_Directive:_ Retype the material that follows, keeping every word as it is.

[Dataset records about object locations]
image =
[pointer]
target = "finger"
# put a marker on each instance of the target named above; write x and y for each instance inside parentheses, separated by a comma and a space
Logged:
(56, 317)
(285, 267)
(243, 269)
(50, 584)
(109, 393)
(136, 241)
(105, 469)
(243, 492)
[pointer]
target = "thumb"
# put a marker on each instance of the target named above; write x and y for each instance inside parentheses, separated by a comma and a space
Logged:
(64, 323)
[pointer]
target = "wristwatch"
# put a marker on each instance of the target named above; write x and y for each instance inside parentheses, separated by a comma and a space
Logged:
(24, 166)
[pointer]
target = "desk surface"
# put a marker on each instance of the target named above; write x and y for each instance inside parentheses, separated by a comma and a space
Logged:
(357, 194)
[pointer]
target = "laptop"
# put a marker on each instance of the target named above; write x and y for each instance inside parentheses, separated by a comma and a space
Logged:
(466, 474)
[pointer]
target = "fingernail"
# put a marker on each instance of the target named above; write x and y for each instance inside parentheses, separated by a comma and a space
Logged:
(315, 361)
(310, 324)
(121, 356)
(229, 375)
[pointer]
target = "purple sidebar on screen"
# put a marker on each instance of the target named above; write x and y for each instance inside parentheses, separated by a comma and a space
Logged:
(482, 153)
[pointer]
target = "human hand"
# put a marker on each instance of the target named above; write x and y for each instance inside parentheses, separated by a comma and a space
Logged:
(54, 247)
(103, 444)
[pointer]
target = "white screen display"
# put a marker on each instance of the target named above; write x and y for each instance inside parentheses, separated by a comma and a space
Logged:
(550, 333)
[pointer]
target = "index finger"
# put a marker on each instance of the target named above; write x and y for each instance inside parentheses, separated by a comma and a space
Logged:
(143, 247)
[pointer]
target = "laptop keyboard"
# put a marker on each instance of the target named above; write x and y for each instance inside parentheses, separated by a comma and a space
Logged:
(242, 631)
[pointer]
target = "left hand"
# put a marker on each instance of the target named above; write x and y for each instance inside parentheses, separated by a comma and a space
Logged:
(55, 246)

_Response to the exercise:_
image =
[pointer]
target = "finger"
# put a marker on each instance of the target named above; write x and y for each instance inside parentheses, separated by a comma and a space
Logged:
(56, 317)
(285, 267)
(243, 269)
(50, 584)
(109, 393)
(136, 241)
(105, 469)
(243, 492)
[pointer]
target = "thumb"
# put a marker on each instance of the target named above; write x and y for each instance inside parentheses, separated by a comma and a space
Logged:
(64, 323)
[pointer]
target = "wristwatch"
# put a marker on each instance of the target named above; write x and y for each instance inside parentheses, separated by a comma and a space
Logged:
(24, 166)
[pointer]
target = "desk surface"
# put a marker on each instance of the target named above; write x and y for each instance inside parentheses, separated by a comma and a space
Logged:
(357, 194)
[pointer]
target = "laptop"
# put a marker on each instance of the target named above; write x and y for each instance inside parentheses, separated by a comma and a space
Logged:
(466, 474)
[pointer]
target = "fingernail"
# put a marker on each instance of the target named above; write x and y for each instance inside parentheses, separated by a comma and a space
Logged:
(315, 361)
(310, 324)
(121, 356)
(229, 375)
[pointer]
target = "purple sidebar on screen"
# put a marker on each instance of the target named above; write x and y for each instance inside parentheses, separated by a comma and a space
Logged:
(482, 153)
[pointer]
target = "human hand"
# put a marker on each instance of the target named above; write x and y for each instance inside parentheses, separated by a comma and a space
Logged:
(54, 247)
(103, 444)
[pointer]
target = "white screen display"
# put a marker on each instance of the target named above; write x and y for each instance inside parentheses, separated by a comma and a space
Logged:
(550, 333)
[pointer]
target = "index finger"
# put a marker on each instance of the target named above; write x and y for each instance inside parentheses, separated by a comma and a space
Logged:
(143, 247)
[pointer]
target = "laptop keyboard"
# put a marker on each instance of the target named above; write x and y for each instance inside parentheses, separated by a comma and a space
Logged:
(242, 631)
[pointer]
target = "left hand"
# put a marker on each instance of the target named above; write x and y for each instance inside parentheses, separated by a comma and a space
Logged:
(55, 246)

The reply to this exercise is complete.